## EXERCISE AIM
Express the entries below as a JSON list of strings, with one string for each line and no strings for blank lines.

## MATERIAL FOR THE TASK

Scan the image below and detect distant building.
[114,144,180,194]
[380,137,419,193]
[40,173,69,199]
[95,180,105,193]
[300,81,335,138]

## COMPLETED EXERCISE
[
  "Scan the image below and detect distant building.",
  "[114,144,180,194]",
  "[380,137,419,193]",
  "[40,173,69,199]",
  "[95,180,105,193]",
  "[300,81,335,138]"
]